• How to complete this task
Each record listed below is to be output exactly as written.

─── Working data

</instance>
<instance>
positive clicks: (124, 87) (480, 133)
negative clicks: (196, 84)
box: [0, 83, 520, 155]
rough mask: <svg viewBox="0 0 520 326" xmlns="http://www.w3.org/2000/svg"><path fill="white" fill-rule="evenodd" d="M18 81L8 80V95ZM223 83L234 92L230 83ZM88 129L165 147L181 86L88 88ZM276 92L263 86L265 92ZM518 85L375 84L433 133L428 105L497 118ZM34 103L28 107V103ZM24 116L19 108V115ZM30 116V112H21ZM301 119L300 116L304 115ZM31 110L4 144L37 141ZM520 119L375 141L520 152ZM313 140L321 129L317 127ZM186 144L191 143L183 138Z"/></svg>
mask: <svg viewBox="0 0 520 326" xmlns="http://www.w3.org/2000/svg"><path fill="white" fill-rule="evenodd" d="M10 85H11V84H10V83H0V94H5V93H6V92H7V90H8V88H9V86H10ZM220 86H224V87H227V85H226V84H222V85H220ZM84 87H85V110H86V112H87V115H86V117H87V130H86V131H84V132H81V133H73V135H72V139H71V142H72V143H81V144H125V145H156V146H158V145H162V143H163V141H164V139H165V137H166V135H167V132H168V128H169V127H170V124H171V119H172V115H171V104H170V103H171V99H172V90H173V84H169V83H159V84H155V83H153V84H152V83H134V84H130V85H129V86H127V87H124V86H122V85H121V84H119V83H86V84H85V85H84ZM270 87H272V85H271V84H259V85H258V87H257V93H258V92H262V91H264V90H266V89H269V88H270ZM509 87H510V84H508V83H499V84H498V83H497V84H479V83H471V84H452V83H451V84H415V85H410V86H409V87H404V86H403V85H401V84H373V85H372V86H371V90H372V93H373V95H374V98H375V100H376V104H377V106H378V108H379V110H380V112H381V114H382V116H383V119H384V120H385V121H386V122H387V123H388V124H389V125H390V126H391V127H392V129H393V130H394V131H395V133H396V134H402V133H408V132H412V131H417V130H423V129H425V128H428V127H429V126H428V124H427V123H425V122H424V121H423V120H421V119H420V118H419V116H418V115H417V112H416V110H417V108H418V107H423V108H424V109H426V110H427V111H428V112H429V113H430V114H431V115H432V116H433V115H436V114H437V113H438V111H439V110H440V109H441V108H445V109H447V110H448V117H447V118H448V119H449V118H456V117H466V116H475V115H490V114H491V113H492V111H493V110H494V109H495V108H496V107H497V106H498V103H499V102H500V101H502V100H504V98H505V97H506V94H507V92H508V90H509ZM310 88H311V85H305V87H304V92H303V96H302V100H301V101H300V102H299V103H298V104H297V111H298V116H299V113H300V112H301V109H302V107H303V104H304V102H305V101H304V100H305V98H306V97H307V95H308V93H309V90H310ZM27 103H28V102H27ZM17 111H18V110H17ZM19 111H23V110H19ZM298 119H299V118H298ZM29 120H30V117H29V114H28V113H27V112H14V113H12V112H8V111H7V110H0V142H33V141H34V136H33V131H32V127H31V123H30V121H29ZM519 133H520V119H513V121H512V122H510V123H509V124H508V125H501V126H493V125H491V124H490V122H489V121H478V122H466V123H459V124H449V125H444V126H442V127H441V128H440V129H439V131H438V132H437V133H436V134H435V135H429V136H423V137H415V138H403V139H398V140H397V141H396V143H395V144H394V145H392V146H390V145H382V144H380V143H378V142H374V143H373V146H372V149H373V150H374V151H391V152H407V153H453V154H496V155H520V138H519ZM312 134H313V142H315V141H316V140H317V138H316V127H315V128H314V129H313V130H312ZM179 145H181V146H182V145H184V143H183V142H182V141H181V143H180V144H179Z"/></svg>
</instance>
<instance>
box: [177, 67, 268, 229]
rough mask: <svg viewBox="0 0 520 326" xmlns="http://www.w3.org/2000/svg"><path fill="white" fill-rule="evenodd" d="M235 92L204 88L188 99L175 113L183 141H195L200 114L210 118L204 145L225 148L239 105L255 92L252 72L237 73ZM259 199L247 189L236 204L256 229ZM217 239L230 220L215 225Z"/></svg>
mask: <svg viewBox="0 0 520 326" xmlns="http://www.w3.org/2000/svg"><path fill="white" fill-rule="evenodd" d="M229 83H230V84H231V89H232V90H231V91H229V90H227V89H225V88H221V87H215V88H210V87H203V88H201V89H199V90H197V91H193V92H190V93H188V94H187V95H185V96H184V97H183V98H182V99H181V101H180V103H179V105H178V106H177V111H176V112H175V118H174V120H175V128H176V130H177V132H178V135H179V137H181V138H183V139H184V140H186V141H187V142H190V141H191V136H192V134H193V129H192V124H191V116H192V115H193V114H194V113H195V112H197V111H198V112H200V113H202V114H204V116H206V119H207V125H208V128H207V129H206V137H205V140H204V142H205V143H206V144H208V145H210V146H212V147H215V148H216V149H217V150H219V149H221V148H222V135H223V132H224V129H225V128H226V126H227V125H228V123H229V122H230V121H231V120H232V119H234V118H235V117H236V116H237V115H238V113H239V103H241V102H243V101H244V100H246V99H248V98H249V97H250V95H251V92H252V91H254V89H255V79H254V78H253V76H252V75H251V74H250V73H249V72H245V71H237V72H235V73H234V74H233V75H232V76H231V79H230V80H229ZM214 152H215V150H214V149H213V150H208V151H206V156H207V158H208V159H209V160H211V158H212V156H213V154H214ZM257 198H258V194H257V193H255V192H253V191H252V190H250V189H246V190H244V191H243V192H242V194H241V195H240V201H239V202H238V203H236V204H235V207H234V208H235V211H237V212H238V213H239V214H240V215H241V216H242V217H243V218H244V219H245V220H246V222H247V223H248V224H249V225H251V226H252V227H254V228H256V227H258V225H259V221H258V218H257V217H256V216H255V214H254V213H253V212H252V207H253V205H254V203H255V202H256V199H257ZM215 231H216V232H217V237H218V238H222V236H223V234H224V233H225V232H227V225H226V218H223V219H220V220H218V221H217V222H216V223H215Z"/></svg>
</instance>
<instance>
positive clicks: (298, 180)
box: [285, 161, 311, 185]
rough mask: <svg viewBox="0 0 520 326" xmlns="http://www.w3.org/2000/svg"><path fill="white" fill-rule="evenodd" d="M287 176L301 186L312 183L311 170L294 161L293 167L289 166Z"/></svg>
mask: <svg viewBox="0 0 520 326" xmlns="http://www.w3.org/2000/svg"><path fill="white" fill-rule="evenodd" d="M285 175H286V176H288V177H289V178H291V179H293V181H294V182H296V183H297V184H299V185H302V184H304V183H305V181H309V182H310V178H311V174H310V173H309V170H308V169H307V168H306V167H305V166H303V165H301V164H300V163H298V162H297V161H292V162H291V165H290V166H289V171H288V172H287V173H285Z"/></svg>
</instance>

──────

• Expected output
</instance>
<instance>
positive clicks: (124, 87) (480, 133)
negative clicks: (196, 84)
box: [0, 83, 520, 155]
rough mask: <svg viewBox="0 0 520 326" xmlns="http://www.w3.org/2000/svg"><path fill="white" fill-rule="evenodd" d="M18 81L8 80V95ZM223 83L234 92L230 83ZM88 129L165 147L181 86L88 88ZM276 92L263 86L265 92ZM518 85L375 84L433 133L428 105L497 118ZM34 103L28 107V103ZM24 116L19 108V115ZM30 116V112H21ZM301 119L300 116L304 115ZM31 110L4 144L37 141ZM520 119L375 141L520 152ZM313 140L321 129L317 127ZM186 144L191 143L183 138Z"/></svg>
mask: <svg viewBox="0 0 520 326" xmlns="http://www.w3.org/2000/svg"><path fill="white" fill-rule="evenodd" d="M10 85H11V84H10V83H0V94H5V93H6V92H7V90H8V88H9V86H10ZM220 86H224V87H227V85H226V84H222V85H220ZM84 87H85V110H86V112H87V115H86V117H87V130H86V131H84V132H81V133H73V135H72V139H71V142H72V143H81V144H125V145H156V146H158V145H162V143H163V141H164V139H165V137H166V135H167V132H168V128H169V127H170V124H171V119H172V115H171V104H170V103H171V99H172V90H173V84H169V83H159V84H155V83H153V84H152V83H134V84H130V85H129V86H127V87H124V86H122V85H121V84H119V83H86V84H85V85H84ZM270 87H272V85H271V84H259V85H258V87H257V93H258V92H262V91H264V90H266V89H269V88H270ZM509 87H510V84H508V83H499V84H498V83H497V84H479V83H471V84H452V83H451V84H415V85H410V86H409V87H404V86H403V85H401V84H373V85H372V86H371V90H372V93H373V95H374V98H375V100H376V104H377V106H378V108H379V110H380V112H381V114H382V116H383V119H384V120H385V121H386V122H387V123H388V124H389V125H390V126H391V127H392V129H393V130H394V131H395V133H396V134H402V133H408V132H412V131H417V130H423V129H425V128H428V127H429V126H428V124H427V123H425V122H424V121H423V120H421V119H420V118H419V116H418V115H417V112H416V110H417V108H418V107H423V108H424V109H426V110H427V111H428V112H429V113H430V114H431V115H432V116H433V115H436V114H437V113H438V111H439V110H440V109H441V108H445V109H447V110H448V117H447V118H448V119H449V118H456V117H466V116H475V115H490V114H491V113H492V111H493V110H494V109H495V108H496V107H497V106H498V103H499V102H500V101H502V100H504V98H505V97H506V94H507V92H508V90H509ZM310 88H311V85H305V87H304V92H303V96H302V100H301V101H300V102H299V103H298V104H297V111H298V116H299V113H300V112H301V109H302V107H303V104H304V102H305V101H304V100H305V98H306V97H307V95H308V93H309V90H310ZM27 103H28V102H27ZM17 111H18V110H17ZM19 111H23V110H19ZM298 119H299V118H298ZM29 120H30V117H29V114H28V113H27V112H14V113H12V112H8V111H7V110H0V142H33V141H34V136H33V131H32V127H31V123H30V121H29ZM519 133H520V119H513V121H512V122H510V123H509V124H508V125H501V126H493V125H491V124H490V122H489V121H478V122H466V123H459V124H449V125H444V126H442V127H441V128H440V129H439V131H438V132H437V133H436V134H435V135H429V136H423V137H415V138H403V139H398V140H397V141H396V143H395V144H394V145H392V146H390V145H382V144H380V143H378V142H374V143H373V146H372V149H373V150H374V151H391V152H407V153H453V154H496V155H520V138H519ZM312 134H313V142H315V141H316V140H317V138H316V127H315V128H314V129H313V130H312ZM179 145H181V146H182V145H184V143H183V142H182V141H181V143H180V144H179Z"/></svg>
</instance>
<instance>
box: [177, 67, 268, 229]
rough mask: <svg viewBox="0 0 520 326" xmlns="http://www.w3.org/2000/svg"><path fill="white" fill-rule="evenodd" d="M235 92L204 88L188 99L175 113L183 141H195L200 114L210 118L204 145L225 148L239 105L255 92L252 72L237 73ZM259 199L247 189L236 204L256 229ZM217 239L230 220L215 225Z"/></svg>
mask: <svg viewBox="0 0 520 326" xmlns="http://www.w3.org/2000/svg"><path fill="white" fill-rule="evenodd" d="M229 83H230V84H231V89H232V90H231V91H229V90H227V89H225V88H221V87H215V88H210V87H203V88H201V89H199V90H197V91H193V92H190V93H188V94H187V95H185V96H184V97H183V98H182V99H181V101H180V103H179V105H178V106H177V111H176V112H175V118H174V120H175V128H176V130H177V132H178V135H179V137H181V138H183V139H184V140H186V141H187V142H190V141H191V136H192V134H193V129H192V124H191V116H192V115H193V114H194V113H195V112H197V111H198V112H200V113H202V114H204V116H206V119H207V125H208V128H207V129H206V137H205V140H204V142H205V143H206V144H208V145H210V146H212V147H215V148H216V149H217V150H219V149H221V148H222V135H223V132H224V129H225V128H226V126H227V125H228V123H229V122H230V121H231V120H232V119H234V118H235V117H236V116H237V115H238V113H239V103H241V102H243V101H244V100H246V99H248V98H249V97H250V95H251V92H252V91H254V89H255V79H254V78H253V76H252V75H251V74H250V73H249V72H245V71H237V72H235V73H234V74H233V75H232V76H231V79H230V80H229ZM214 152H215V150H214V149H213V150H208V151H206V156H207V158H208V159H209V160H211V158H212V156H213V154H214ZM257 198H258V194H257V193H255V192H253V191H252V190H250V189H246V190H244V191H243V192H242V194H241V195H240V201H239V202H238V203H236V204H235V207H234V208H235V211H237V212H238V213H239V214H240V215H241V216H242V217H243V218H244V219H245V220H246V222H247V223H248V224H249V225H251V226H252V227H254V228H256V227H258V225H259V221H258V218H257V217H256V216H255V214H254V213H253V212H252V207H253V205H254V203H255V202H256V199H257ZM215 231H216V232H217V237H218V238H222V236H223V234H224V233H225V232H227V225H226V218H223V219H220V220H218V221H217V222H216V223H215Z"/></svg>
</instance>
<instance>
positive clicks: (298, 180)
box: [285, 161, 311, 185]
rough mask: <svg viewBox="0 0 520 326" xmlns="http://www.w3.org/2000/svg"><path fill="white" fill-rule="evenodd" d="M287 176L301 186L312 183L311 170L294 161L293 167L289 166Z"/></svg>
mask: <svg viewBox="0 0 520 326" xmlns="http://www.w3.org/2000/svg"><path fill="white" fill-rule="evenodd" d="M285 175H286V176H288V177H289V178H291V179H293V181H294V182H296V183H297V184H299V185H302V184H304V183H305V181H309V182H310V178H311V174H310V173H309V170H308V169H307V168H306V167H305V166H303V165H301V164H300V163H298V162H297V161H292V162H291V165H290V166H289V171H288V172H287V173H285Z"/></svg>
</instance>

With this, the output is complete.